Items from a dataset:
====
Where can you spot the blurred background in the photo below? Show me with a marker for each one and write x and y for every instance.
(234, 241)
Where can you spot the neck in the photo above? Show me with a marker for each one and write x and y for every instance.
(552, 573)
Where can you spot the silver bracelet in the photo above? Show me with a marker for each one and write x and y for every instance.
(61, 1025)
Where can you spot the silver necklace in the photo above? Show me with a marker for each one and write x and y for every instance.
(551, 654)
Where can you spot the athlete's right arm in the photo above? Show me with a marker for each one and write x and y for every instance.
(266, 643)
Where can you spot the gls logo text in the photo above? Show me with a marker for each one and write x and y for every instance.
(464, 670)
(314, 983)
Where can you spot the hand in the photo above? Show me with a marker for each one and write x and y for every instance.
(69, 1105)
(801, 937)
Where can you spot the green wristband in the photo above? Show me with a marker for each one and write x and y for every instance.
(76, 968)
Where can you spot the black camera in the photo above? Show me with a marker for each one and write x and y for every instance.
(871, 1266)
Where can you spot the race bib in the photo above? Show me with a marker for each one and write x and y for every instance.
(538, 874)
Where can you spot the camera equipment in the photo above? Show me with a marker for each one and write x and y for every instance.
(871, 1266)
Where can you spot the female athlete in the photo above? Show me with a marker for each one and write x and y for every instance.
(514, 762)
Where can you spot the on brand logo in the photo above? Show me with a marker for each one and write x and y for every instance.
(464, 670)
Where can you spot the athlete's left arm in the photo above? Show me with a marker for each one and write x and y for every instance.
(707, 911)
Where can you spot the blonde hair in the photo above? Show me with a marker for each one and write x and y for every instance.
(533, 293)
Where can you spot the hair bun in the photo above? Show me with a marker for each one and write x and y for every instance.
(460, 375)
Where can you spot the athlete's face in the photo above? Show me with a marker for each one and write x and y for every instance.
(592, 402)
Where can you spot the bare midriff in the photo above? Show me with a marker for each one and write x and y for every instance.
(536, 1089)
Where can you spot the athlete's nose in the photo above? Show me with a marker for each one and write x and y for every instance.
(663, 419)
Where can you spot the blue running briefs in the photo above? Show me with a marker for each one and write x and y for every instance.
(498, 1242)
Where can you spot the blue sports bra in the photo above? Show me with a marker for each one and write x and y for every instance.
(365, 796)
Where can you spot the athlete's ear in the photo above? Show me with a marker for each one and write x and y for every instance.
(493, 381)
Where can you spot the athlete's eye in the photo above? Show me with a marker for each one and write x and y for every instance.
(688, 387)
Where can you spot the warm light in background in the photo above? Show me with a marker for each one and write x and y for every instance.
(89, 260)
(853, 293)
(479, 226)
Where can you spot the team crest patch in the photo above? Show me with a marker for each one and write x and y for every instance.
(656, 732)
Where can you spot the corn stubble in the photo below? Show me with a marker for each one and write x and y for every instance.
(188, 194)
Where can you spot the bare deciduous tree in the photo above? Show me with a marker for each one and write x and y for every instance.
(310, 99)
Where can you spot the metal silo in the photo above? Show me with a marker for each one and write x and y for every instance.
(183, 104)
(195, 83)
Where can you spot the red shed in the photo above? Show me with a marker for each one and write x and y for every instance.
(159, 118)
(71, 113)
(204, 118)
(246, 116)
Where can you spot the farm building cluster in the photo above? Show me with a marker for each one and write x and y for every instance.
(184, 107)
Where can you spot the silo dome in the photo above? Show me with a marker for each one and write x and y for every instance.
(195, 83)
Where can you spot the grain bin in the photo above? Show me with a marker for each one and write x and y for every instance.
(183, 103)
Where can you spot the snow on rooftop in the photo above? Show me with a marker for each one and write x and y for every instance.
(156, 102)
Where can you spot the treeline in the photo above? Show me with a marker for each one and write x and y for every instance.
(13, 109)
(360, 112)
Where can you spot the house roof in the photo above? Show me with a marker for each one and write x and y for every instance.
====
▶ [Brief]: Copy the lines above word for word, starting at the line that contains "Where can you spot the silo" and ending at the end of the records.

▶ [Output of the exercise]:
Where can you spot the silo dome in the photo above? Show me with a marker for each one and write x and y for every instance.
(195, 83)
Where can you spot the grain bin in the photo above? Show me with a marker for each one and write x and y for every instance.
(183, 103)
Where can you spot the snow on rooftop in the photo above? Show me with a marker for each one and write x and y for every instance.
(156, 102)
Where can you spot the treeline in the photo above? Show me with a marker for each one and write x and y for every instance.
(13, 109)
(360, 112)
Where can you spot the house roof in the photo above? Show me with a marker for each one and write x and y for every instance.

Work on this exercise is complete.